What to produce: For the records below, reproduce exactly the line that contains "Task: point out each instance of the blue" and all subsequent lines, with nothing left out and nothing added.

Natural language region descriptions:
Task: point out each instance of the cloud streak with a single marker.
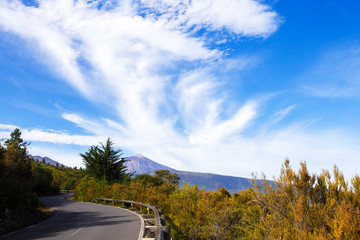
(148, 61)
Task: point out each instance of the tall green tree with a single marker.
(15, 137)
(105, 163)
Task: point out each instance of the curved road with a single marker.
(80, 220)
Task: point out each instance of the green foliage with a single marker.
(105, 163)
(297, 205)
(22, 179)
(16, 180)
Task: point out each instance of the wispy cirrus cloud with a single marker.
(336, 74)
(148, 61)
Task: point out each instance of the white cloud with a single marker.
(336, 74)
(131, 59)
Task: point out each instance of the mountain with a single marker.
(47, 160)
(142, 165)
(210, 181)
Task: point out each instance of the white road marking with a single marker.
(77, 231)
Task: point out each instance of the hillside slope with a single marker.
(142, 165)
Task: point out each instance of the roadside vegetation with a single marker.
(296, 205)
(22, 180)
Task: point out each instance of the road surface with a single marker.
(80, 220)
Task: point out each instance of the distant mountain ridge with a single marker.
(142, 165)
(47, 160)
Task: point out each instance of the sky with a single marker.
(229, 87)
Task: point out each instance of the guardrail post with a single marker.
(167, 232)
(163, 219)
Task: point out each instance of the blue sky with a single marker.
(229, 87)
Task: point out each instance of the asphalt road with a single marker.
(79, 220)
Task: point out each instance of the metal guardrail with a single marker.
(67, 191)
(162, 232)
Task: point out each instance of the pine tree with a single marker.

Answer:
Task: point out each instance of the blue sky with a single marker.
(229, 87)
Task: point out each instance of the asphalt road with a single marker.
(79, 220)
Task: point out each instance of the metal guardrail with a single marker.
(67, 191)
(162, 232)
Task: point out each instance of the pine tree with a single marker.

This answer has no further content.